» **Document extract**:
____

So Trump immediately used the event to raise funds, and it conveniently forced other Republicans who have voiced differences with the former president to rally around him.  Florida Gov. Ron DeSantis, for one, had to immediately come out to publicly defend Trump, ditto Mike Pence.

The instant outpouring of pro-Trump fervor will encourage him to run again.

Much more down below on this topic.

---

Ironically, as there is talk of Trump being in possession of documents pertaining to the U.S. nuclear weapons program, Defense One’s Tara Copp reported that the United States is “furiously” writing a new nuclear deterrence theory that simultaneously faces Russia and China, said the top commander of America’s nuclear arsenal – and needs more Americans working on how to prevent nuclear war.

Officials at U.S. Strategic Command have been responding to how threats from Moscow and Beijing have changed this year, said STRATCOM chief Navy Adm. Chas Richard.

____

» **Provided material**:
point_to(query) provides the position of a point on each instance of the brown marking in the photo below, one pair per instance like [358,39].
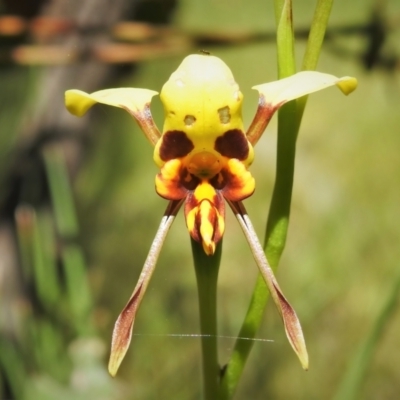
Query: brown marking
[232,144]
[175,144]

____

Translate this sentence from the political news excerpt into Spanish: "The instant outpouring of pro-Trump fervor will encourage him to run again." The listing comes from a separate source and has no connection to the political news excerpt.

La inmediata oleada de fervor pro-Trump lo animará a postularse de nuevo.